====== Documento de origem ======

Merece apoio e debate a proposta brasileira de fundo para financiar queda de desmatamento em país tropical pobre

AOS POUCOS parece que vai ganhando flexibilidade a outrora rígida posição oficial brasileira nas negociações internacionais sobre aquecimento global. Há dias, num seminário técnico em Roma de preparação para a 12ª Conferência das Partes da Convenção sobre Mudança Climática, o governo federal propôs a criação de um fundo para que países ricos financiem a contenção do desmatamento em países pobres com florestas tropicais.
Trata-se de um passo significativo. Há dúvidas sobre a exeqüibilidade da proposta, como se verá adiante, mas ela pede debate sério, por derivar na direção correta de assumir mais responsabilidade pela contribuição nacional ao aquecimento planetário.
O governo acerta ao insistir na doutrina da responsabilidade diferenciada dos países ricos, cujo desenvolvimento contribuiu bem mais, historicamente, para o agravamento do efeito estufa. Tal reconhecimento, contudo, não apaga o fato de que, hoje, 25% das emissões globais dos gases-estufa advêm do desflorestamento tropical. No Brasil, 75% das emissões vêm do desmate, concentrado na Amazônia.
Floresta derrubada e queimada libera carbono na atmosfera, engrossando a camada de gases que retêm radiação perto da superfície, ao impedir sua dissipação no espaço. Desmatamento evitado tem efeito oposto (além de preservar algo visto consensualmente como um bem, a biodiversidade). Ora, impedir a conversão de matas em áreas agricultáveis tem custos, seja de oportunidade, seja para fazer cumprir as leis ambientais num território com vários milhões de quilômetros quadrados.

====== Entradas listadas ======

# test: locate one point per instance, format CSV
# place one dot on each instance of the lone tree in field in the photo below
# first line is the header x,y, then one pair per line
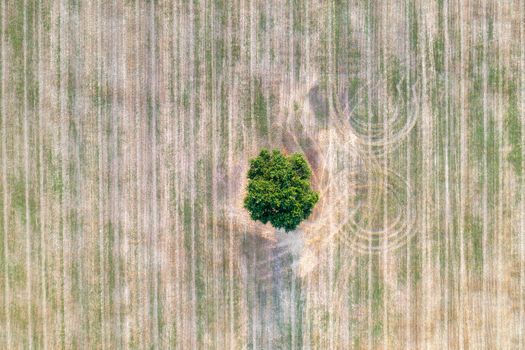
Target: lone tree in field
x,y
279,189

======

Por favor, continue o texto sobre a proposta brasileira de fundo contra o desmatamento tropical a partir da última frase apresentada.

Resposta da tarefa →
Até não muito tempo atrás, contudo, aceitar remuneração estrangeira para preservar florestas era anátema no Brasil. Desde o início das tratativas multilaterais que resultaram na convenção, em 1992, e no Protocolo de Kyoto, em 1997, o país figurava como um dos principais obstáculos à inclusão do desmatamento evitado nos engenhosos dispositivos de mercado para conter emissões. Toda proposta nesse sentido invocava os velhos fantasmas de perda de soberania sobre a Amazônia.
A proposição do fundo de compensação por desmatamento, em Roma, faz crer que tal espectro vem sendo exorcizado, trazendo bons augúrios para a combalida floresta amazônica (17% desse bioma único já se foi, uma forma canhestra de exercer soberania). No entanto, pairam ainda dúvidas sobre a proposta.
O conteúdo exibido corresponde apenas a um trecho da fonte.